§ **Your instructions**:
Repeat the part of the book review below between "When married engineers" and "bad things happen.", inclusive, word for word.

§ **Passage provided**:
===

“William” by Mason Coile, $24, G.P. Putnam’s Sons.
William
By Mason Coile
G.P. Putnam’s Sons, $24, 224 pages
“William” is a short, sharp shock of a book that tells a quick techno-horror tale about a smart house gone bad and AI run amok.
When married engineers Henry and Lily invite another couple over for brunch, on Halloween of all days, we might not be expecting a demonic parody of “Who’s Afraid of Virginia Woolf?” but that’s what’s on the menu.
Henry is agoraphobic and can’t leave his Victorian pile of a house, which is “cybernated to a degree far beyond the capacity of any store-bought smart device or talking appliance.” He keeps himself busy in the attic making a robotic boy with a mind of his own, named William, while Lily, who is pregnant, seems to be a bit of a sexual free agent when left on her own. The brunch is a reveal party for William, but when the ghost in the machine that’s running everything starts wanting a fuller picture of human experience, bad things happen.

===

§ **Dataset extract**:

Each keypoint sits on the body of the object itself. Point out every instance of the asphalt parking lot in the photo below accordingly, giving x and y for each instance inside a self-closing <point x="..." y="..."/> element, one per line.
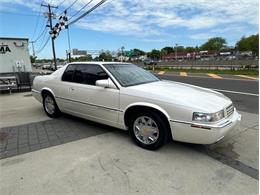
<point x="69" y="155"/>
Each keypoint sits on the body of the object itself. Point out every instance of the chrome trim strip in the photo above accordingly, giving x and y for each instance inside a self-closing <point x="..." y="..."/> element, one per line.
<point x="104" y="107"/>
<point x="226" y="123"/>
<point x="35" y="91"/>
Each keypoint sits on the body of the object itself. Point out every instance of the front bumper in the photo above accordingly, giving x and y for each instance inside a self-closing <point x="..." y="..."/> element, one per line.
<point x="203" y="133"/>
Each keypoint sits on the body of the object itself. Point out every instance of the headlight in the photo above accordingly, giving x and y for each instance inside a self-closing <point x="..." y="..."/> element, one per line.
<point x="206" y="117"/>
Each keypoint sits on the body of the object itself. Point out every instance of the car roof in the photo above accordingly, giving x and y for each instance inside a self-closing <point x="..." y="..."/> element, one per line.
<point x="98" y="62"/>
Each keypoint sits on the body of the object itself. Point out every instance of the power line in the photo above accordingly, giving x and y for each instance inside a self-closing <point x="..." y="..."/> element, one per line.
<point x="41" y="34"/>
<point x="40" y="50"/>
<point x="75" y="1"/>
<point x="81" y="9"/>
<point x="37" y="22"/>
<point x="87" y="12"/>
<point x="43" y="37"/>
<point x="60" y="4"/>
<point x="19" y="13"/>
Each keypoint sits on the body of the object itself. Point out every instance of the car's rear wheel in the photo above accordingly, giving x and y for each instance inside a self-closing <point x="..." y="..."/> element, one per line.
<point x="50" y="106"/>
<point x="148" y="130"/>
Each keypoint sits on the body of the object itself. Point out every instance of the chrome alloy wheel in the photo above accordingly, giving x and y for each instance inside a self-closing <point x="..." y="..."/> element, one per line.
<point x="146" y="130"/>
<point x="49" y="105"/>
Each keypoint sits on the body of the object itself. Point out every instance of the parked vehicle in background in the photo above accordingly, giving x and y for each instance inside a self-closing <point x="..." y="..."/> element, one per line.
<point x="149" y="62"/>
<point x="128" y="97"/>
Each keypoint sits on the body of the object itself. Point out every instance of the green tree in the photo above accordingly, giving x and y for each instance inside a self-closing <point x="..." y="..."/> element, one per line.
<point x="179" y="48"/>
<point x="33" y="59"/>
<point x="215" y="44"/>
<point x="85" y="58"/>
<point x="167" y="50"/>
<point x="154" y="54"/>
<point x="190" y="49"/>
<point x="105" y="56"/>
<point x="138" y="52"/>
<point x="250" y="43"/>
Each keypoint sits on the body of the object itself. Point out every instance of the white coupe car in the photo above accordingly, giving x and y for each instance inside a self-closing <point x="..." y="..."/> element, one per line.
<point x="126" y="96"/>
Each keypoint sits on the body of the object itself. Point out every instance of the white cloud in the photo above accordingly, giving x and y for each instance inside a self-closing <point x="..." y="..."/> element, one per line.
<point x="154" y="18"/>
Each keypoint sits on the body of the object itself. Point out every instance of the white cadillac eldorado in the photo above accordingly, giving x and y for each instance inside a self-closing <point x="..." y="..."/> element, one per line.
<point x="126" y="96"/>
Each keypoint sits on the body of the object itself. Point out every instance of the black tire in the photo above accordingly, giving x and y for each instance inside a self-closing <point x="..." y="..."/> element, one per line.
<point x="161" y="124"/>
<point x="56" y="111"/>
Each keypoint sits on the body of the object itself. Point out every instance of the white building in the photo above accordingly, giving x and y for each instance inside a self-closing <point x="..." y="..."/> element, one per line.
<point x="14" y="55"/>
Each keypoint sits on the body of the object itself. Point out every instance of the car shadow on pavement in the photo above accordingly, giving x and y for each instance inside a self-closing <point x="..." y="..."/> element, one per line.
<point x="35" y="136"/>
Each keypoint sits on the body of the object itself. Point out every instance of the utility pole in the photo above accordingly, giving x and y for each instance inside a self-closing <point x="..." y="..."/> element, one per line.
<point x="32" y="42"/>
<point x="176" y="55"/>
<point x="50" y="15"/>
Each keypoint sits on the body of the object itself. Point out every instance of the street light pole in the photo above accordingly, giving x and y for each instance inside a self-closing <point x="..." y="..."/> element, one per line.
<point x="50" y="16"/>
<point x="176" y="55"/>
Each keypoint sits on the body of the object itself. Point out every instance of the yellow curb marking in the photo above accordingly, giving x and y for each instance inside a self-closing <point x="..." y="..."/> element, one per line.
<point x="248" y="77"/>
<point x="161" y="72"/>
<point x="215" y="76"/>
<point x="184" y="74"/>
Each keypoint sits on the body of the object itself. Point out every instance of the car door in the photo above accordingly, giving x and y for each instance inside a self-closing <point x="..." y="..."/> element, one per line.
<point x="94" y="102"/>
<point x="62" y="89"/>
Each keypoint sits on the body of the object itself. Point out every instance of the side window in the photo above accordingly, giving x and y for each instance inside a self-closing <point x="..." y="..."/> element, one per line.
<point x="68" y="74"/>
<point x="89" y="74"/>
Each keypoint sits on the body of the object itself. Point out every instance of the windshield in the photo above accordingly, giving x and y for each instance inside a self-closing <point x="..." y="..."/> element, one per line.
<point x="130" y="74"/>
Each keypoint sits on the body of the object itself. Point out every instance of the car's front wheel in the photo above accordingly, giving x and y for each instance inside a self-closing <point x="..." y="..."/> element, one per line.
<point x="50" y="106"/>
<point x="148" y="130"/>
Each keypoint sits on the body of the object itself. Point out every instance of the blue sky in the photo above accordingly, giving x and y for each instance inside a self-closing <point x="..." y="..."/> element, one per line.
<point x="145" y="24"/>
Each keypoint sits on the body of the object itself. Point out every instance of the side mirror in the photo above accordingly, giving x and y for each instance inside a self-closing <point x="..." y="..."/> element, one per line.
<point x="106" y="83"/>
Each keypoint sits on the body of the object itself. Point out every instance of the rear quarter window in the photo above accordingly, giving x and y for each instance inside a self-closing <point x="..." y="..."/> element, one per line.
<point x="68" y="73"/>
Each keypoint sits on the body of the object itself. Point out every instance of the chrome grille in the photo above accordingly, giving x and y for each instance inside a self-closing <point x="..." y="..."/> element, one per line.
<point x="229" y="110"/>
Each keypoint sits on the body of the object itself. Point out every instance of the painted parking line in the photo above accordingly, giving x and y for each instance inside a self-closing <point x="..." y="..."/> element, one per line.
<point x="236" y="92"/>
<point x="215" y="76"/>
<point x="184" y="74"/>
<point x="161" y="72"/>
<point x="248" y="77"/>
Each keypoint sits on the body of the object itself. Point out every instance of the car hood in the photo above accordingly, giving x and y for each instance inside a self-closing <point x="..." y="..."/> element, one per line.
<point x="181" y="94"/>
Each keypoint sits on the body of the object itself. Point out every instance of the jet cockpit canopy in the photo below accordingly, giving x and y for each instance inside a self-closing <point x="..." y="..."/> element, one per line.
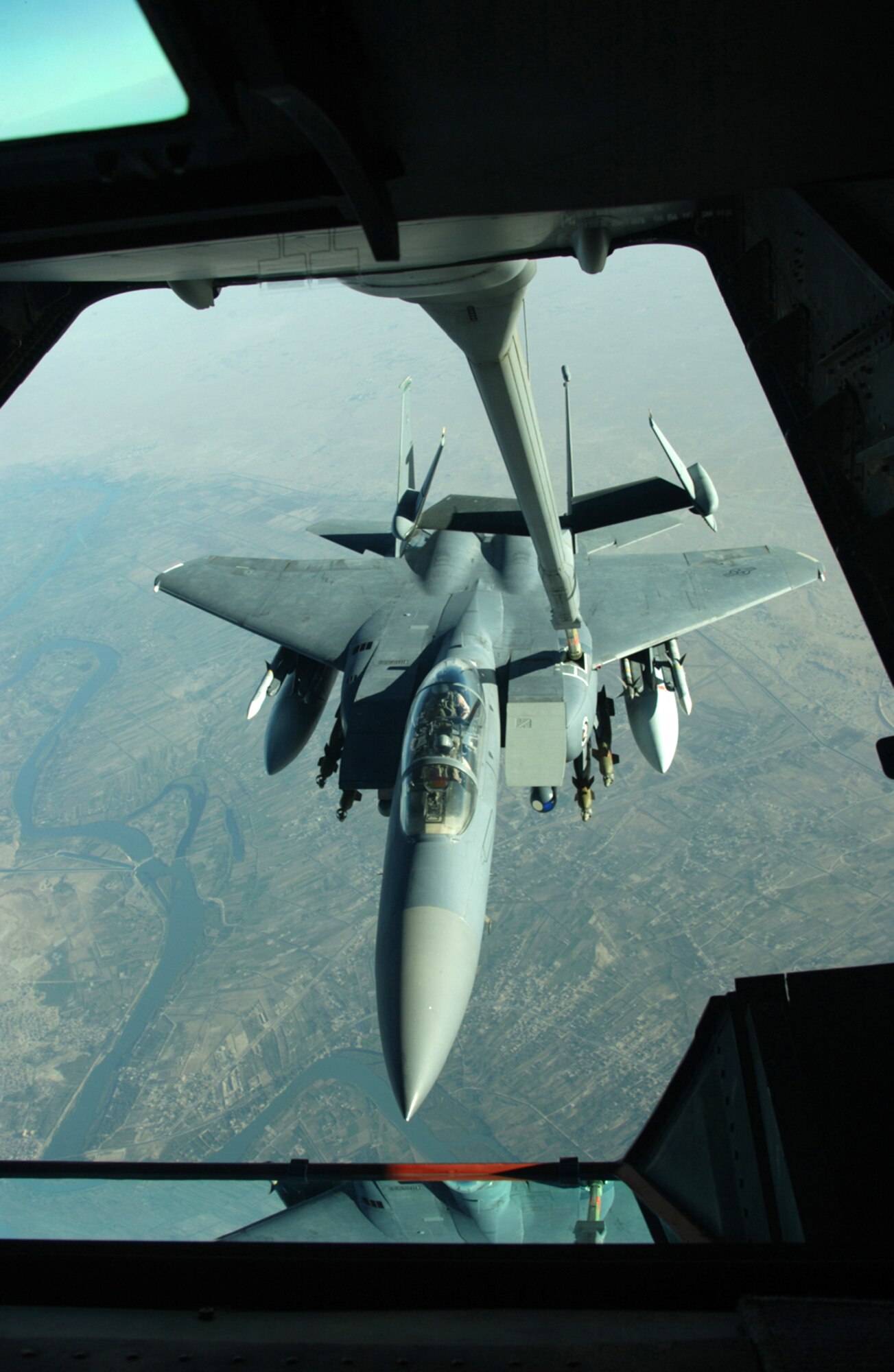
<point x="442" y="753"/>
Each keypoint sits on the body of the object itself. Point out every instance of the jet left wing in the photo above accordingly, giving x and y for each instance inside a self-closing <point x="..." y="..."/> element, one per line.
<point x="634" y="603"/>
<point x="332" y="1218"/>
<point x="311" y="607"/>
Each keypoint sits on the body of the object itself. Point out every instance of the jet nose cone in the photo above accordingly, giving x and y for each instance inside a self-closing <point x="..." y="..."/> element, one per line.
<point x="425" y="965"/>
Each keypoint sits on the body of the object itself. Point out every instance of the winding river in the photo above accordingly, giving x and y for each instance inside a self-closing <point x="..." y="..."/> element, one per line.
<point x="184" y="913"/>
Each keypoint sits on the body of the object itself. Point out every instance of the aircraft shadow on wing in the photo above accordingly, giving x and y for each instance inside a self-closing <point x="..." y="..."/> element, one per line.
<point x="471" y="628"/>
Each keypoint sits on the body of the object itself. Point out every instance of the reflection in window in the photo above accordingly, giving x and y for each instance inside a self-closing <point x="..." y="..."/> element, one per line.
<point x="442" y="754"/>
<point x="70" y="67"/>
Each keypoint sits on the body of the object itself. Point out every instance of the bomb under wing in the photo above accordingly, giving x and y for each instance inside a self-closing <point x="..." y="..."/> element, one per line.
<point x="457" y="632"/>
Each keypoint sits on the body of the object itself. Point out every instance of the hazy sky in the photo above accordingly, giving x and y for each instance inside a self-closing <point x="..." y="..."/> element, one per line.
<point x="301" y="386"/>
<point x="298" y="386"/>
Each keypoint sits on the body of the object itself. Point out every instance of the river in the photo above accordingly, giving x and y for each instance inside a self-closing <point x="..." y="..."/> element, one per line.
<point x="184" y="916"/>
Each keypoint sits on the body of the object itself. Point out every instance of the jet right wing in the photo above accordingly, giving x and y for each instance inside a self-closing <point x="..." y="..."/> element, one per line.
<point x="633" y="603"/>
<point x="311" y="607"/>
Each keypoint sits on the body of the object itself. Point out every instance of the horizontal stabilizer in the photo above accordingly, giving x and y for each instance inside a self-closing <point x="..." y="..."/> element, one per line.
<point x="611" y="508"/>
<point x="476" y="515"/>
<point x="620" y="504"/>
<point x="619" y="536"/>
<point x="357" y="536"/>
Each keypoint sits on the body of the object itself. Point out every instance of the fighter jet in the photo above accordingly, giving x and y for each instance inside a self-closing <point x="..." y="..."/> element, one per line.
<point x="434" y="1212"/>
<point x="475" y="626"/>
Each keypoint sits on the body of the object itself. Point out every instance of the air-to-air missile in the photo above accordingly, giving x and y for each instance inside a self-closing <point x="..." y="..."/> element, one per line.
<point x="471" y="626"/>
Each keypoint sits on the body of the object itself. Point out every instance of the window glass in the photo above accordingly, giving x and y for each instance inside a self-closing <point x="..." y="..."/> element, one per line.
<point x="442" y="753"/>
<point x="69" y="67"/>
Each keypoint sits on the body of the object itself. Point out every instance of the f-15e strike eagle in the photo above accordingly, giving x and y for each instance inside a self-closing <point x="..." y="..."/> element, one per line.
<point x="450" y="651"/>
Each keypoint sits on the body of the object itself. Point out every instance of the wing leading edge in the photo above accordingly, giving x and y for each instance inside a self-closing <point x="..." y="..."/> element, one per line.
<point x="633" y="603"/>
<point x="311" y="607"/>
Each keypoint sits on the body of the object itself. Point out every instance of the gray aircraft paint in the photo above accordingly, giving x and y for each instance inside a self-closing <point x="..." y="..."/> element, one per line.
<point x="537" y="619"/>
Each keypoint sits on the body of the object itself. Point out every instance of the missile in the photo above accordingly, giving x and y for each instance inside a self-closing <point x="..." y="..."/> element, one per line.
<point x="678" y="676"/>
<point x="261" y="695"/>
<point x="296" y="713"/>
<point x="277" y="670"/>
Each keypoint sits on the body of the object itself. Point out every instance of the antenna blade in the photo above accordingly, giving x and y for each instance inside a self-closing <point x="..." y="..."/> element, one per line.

===

§ **Answer below**:
When married engineers Henry and Lily invite another couple over for brunch, on Halloween of all days, we might not be expecting a demonic parody of “Who’s Afraid of Virginia Woolf?” but that’s what’s on the menu.
Henry is agoraphobic and can’t leave his Victorian pile of a house, which is “cybernated to a degree far beyond the capacity of any store-bought smart device or talking appliance.” He keeps himself busy in the attic making a robotic boy with a mind of his own, named William, while Lily, who is pregnant, seems to be a bit of a sexual free agent when left on her own. The brunch is a reveal party for William, but when the ghost in the machine that’s running everything starts wanting a fuller picture of human experience, bad things happen.